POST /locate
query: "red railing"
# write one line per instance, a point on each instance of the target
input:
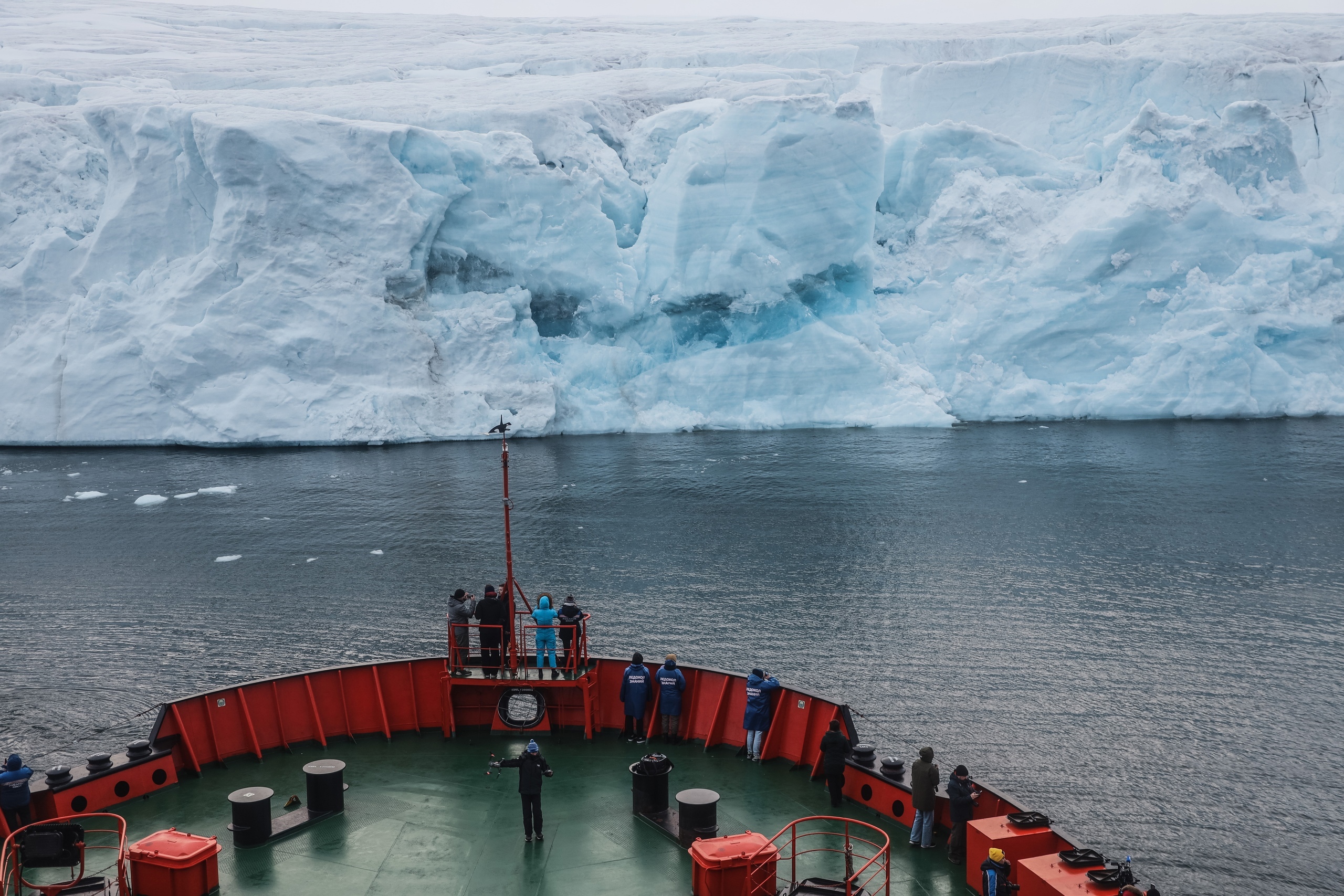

* * *

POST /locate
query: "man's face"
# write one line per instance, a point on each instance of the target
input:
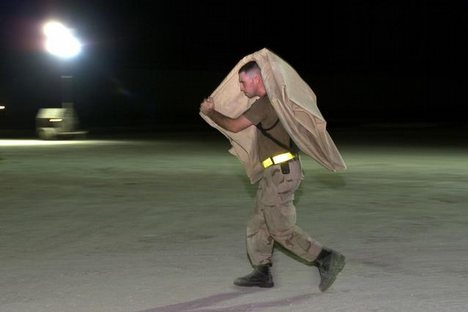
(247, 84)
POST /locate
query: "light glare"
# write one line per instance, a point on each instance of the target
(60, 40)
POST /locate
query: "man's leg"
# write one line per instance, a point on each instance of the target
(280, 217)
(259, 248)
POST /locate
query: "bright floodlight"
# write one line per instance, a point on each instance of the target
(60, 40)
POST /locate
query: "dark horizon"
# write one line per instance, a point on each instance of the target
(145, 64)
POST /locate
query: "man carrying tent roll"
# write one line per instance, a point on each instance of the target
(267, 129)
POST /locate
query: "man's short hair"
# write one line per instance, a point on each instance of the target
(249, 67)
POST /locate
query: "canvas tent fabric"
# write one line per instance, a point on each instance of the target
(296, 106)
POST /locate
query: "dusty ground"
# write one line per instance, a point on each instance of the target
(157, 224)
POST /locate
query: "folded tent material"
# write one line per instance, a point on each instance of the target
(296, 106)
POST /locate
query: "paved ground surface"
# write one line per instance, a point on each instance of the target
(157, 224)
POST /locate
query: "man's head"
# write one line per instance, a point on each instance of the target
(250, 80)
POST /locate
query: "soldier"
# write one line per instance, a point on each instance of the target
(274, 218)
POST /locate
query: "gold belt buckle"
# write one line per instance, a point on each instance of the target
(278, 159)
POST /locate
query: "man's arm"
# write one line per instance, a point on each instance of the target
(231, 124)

• [Work instructions] Could you return every line from the entries above in which the string "ground" occurs?

• [Response to the task]
query: "dusty ground"
query: "paved ground surface"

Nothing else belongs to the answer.